Your task. In full and exactly, please return the records, but keep out the pictures.

Available data.
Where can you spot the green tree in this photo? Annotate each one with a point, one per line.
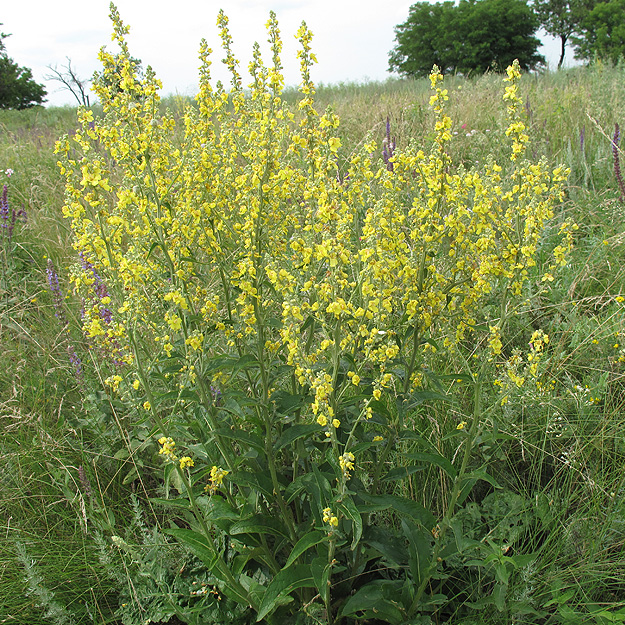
(562, 19)
(18, 90)
(603, 32)
(470, 38)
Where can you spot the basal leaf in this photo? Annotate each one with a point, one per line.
(294, 433)
(303, 544)
(348, 508)
(259, 524)
(284, 583)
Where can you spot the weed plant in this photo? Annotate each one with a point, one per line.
(209, 332)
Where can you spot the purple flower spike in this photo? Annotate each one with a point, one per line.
(8, 216)
(389, 146)
(617, 163)
(59, 311)
(582, 137)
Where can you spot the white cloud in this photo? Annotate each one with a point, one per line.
(352, 38)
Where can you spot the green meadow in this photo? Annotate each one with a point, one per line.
(539, 538)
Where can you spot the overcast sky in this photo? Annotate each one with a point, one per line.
(352, 38)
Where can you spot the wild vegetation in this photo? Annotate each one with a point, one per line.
(351, 354)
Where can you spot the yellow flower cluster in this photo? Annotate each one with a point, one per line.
(347, 463)
(167, 449)
(216, 479)
(233, 232)
(329, 518)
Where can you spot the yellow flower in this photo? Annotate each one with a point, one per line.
(347, 463)
(167, 448)
(185, 462)
(216, 479)
(329, 518)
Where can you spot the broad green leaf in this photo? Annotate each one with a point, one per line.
(437, 459)
(215, 508)
(403, 505)
(202, 547)
(259, 524)
(417, 398)
(319, 567)
(180, 502)
(303, 544)
(257, 481)
(241, 436)
(375, 601)
(294, 433)
(387, 543)
(288, 403)
(400, 473)
(348, 508)
(284, 583)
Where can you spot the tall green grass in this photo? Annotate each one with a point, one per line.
(562, 454)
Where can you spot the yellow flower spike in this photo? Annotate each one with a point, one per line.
(186, 462)
(346, 462)
(216, 479)
(167, 448)
(330, 518)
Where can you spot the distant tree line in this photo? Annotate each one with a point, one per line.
(475, 36)
(18, 90)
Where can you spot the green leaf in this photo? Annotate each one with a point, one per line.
(403, 505)
(375, 602)
(180, 502)
(320, 571)
(400, 473)
(294, 433)
(241, 436)
(256, 481)
(198, 544)
(215, 508)
(288, 403)
(437, 459)
(259, 524)
(348, 508)
(284, 583)
(303, 544)
(418, 397)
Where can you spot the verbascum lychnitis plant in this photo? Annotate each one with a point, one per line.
(278, 320)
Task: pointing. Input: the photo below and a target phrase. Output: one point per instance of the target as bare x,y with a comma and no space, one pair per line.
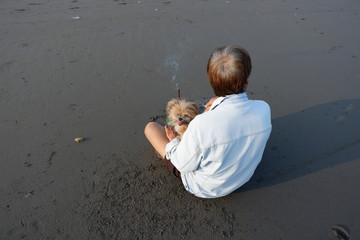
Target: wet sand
102,69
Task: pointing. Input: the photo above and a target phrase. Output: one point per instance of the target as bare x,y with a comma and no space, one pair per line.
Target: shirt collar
233,97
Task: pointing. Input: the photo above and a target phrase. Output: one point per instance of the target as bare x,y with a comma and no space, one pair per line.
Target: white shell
78,139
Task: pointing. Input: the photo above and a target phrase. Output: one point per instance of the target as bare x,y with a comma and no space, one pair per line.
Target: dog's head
181,112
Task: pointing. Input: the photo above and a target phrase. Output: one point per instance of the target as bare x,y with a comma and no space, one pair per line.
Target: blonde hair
228,69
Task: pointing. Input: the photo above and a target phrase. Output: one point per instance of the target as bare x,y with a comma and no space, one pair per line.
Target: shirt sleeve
184,154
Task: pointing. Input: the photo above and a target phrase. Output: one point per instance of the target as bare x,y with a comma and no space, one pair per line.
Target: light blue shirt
221,148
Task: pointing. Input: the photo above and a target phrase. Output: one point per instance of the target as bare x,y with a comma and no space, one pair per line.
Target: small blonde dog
180,113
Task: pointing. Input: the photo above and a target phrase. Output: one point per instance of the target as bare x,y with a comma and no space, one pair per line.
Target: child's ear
170,104
196,107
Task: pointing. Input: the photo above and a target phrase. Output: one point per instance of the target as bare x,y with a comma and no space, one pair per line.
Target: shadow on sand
308,141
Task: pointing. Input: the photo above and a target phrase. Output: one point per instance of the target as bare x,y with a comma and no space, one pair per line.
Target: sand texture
100,70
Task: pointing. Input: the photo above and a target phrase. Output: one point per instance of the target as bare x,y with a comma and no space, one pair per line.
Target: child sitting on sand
222,147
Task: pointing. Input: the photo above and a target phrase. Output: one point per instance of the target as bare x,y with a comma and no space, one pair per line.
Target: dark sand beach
101,70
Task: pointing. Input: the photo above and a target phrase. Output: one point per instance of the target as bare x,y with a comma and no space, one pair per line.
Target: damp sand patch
149,203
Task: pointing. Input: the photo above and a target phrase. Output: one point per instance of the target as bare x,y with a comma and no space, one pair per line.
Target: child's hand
170,133
210,102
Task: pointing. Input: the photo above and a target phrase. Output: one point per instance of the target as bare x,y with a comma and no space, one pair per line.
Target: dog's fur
180,113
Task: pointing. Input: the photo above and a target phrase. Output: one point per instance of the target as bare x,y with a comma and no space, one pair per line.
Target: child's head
228,70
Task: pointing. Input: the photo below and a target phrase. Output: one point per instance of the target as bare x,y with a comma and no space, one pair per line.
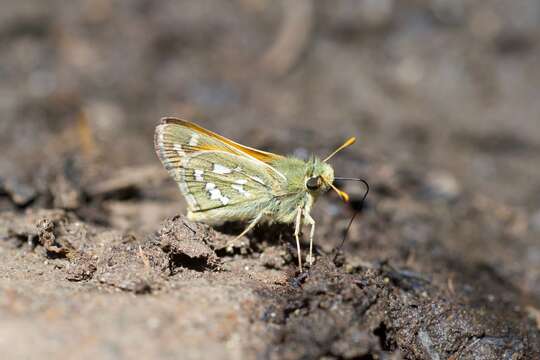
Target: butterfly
222,180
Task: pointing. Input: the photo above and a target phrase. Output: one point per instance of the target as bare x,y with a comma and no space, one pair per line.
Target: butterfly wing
220,179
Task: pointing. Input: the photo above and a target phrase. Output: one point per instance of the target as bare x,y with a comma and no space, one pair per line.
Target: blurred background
446,84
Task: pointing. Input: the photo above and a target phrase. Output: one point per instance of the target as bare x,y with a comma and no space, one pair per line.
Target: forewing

Response box.
Where can you spot the green tree in this photo? Annotate each one with a point, one per line.
(562, 19)
(18, 90)
(603, 32)
(470, 38)
Where can you spot the basal leaf in this photo? Annotate each one with a point, one per line.
(294, 433)
(303, 544)
(348, 508)
(259, 524)
(284, 583)
Where can you spot the weed plant in this photo? Annotate each one with a point, one per line.
(209, 332)
Where can you spot the purple flower spike in this photo? Annotate each one with a point, one per line.
(8, 216)
(389, 146)
(617, 163)
(59, 311)
(582, 137)
Where can you spot the white cloud in this photo? Annotate each one with a point, one per line.
(352, 38)
Where can you spot the green meadow in this photo? Annotate each one with a point, one per line.
(539, 538)
Where can you spot the overcast sky in this photo? Annotate each one with a point, one per line.
(352, 38)
Where can you spot the wild vegetation in this photo? Annotate each one with a point, one per line.
(351, 354)
Where can you spot the yellow flower cluster in this photo? Annotate each one with a point, one per line.
(347, 463)
(167, 449)
(216, 479)
(233, 232)
(329, 518)
Where can you spot the yellow flower in this photo? Annotate each one with a point, one per line.
(347, 463)
(167, 448)
(185, 462)
(216, 479)
(329, 518)
Where can you spot the broad green leaf in this photo? Annotate each one with a point, one per line.
(437, 459)
(215, 508)
(403, 505)
(202, 547)
(259, 524)
(417, 398)
(319, 567)
(180, 502)
(303, 544)
(257, 481)
(241, 436)
(375, 601)
(294, 433)
(387, 543)
(288, 403)
(400, 473)
(348, 508)
(284, 583)
Where can you spot the tall green grass in this photo? Annotate each one with a point, one per line.
(562, 454)
Where can you spot the yellow flower spike in this photo? Annotate each one with a point, one per line.
(186, 462)
(346, 462)
(216, 479)
(167, 448)
(330, 518)
Where can you spot the distant tree line in this photo? Annotate each one with a point, one per line.
(475, 36)
(18, 90)
Where can you spot the green leaf in this photo? Annotate each one with a point, one per line.
(403, 505)
(375, 602)
(180, 502)
(320, 571)
(400, 473)
(294, 433)
(241, 436)
(256, 481)
(198, 544)
(215, 508)
(288, 403)
(437, 459)
(259, 524)
(348, 508)
(284, 583)
(303, 544)
(418, 397)
Where can you spot the verbascum lychnitis plant in this photo? Annotate each one with a point, one per line.
(278, 320)
Task: pointing. Input: the photo below and a target phrase. Output: one point per instance of the target as bare x,y with a comma and no space, one pair per line.
Target: wet sand
102,69
Task: pointing. Input: the photo above and a target phrase. Output: one point per instance of the target as bare x,y with a comma and no space, one pair per line.
Target: shirt collar
233,97
Task: pointing. Input: the photo above and a target phrase. Output: one point per instance of the target as bare x,y with a comma and no space, one pair per line.
Target: white shell
78,139
Task: pointing. Input: the photo above and a target phrase. Output: one point per instance of the target as bare x,y with a comma and no space, one pair per line.
Target: dog's head
181,112
Task: pointing. Input: the photo above and a target phrase. Output: one point per instance of the target as bare x,y with a comma and no space, one pair per line.
Target: blonde hair
228,69
Task: pointing. Input: the photo above and a target phrase. Output: one point per instance of the target as bare x,y with a comma and no space, one pair per line.
Target: shirt sleeve
184,154
Task: pointing. Input: the photo above and a target phrase. Output: one point per instance of the target as bare x,y with a comma and no space, one pair per line.
Target: light blue shirt
221,148
Task: pointing. Input: the photo above and a target phrase. Output: one point per instance of the target as bare x,y with a comma and no space, one pair per line.
Target: small blonde dog
180,113
Task: pointing. Input: the photo above and a target phrase. Output: one point per instance of the target as bare x,y with a comma and no space, one pair per line.
Target: child's ear
170,104
196,107
Task: pointing. Input: the photo above and a target phrase. Output: one point per instance of the target as bare x,y with a comma and no space, one pair per line.
Target: shadow on sand
308,141
Task: pointing. Input: the photo above and a target phrase. Output: one point per instance of the target as bare x,y with a comma and no space, one pair per line.
Target: sand texture
100,70
Task: pointing. Input: the photo above and a target phrase. Output: one point per instance of the target as bare x,y with a comma and no space, one pair per line.
Target: child sitting on sand
222,147
Task: pointing. Input: the photo above and a target phrase. Output: one point per instance of the target as bare x,y with a comma and no space, one pair per line.
Target: dark sand beach
101,70
Task: pointing. Input: the photo above and a target phrase. Output: one point per instance of the target as bare x,y with a comma and no space, one pair per line.
Target: damp sand patch
149,203
Task: pointing. Input: the photo above and a target phrase. Output: one point per instance of the target as bare x,y with a comma and no space, one pair per line.
Target: child's hand
170,133
210,102
Task: pointing. Input: the photo above and a target phrase. Output: one point per instance of the target as bare x,y with a comma and no space, one pair per line.
Target: dog's fur
180,113
Task: pointing. Input: the photo above and a target phrase. Output: one point per instance of the target as bare x,y with a comma and no space, one pair per line.
Target: child's head
228,70
Task: pointing. Input: the photo below and a target phrase. Output: one point per instance of the target as bare x,y with a comma and no space, one pair per line.
Target: butterfly
222,180
Task: pointing. Input: the photo above and a target phrase. Output: one point per instance of the target as bare x,y with a comma and no space, one pair per line.
Target: butterfly wing
220,179
Task: pointing. Input: the photo above and a target phrase. Output: one point per instance of the target as bare x,y with a comma and no space, one pair per line.
Target: blurred background
446,84
Task: pointing. Input: the photo above and a target phrase. Output: one point per instance of the target as bare x,y with a comma and no space, one pair per line.
Target: forewing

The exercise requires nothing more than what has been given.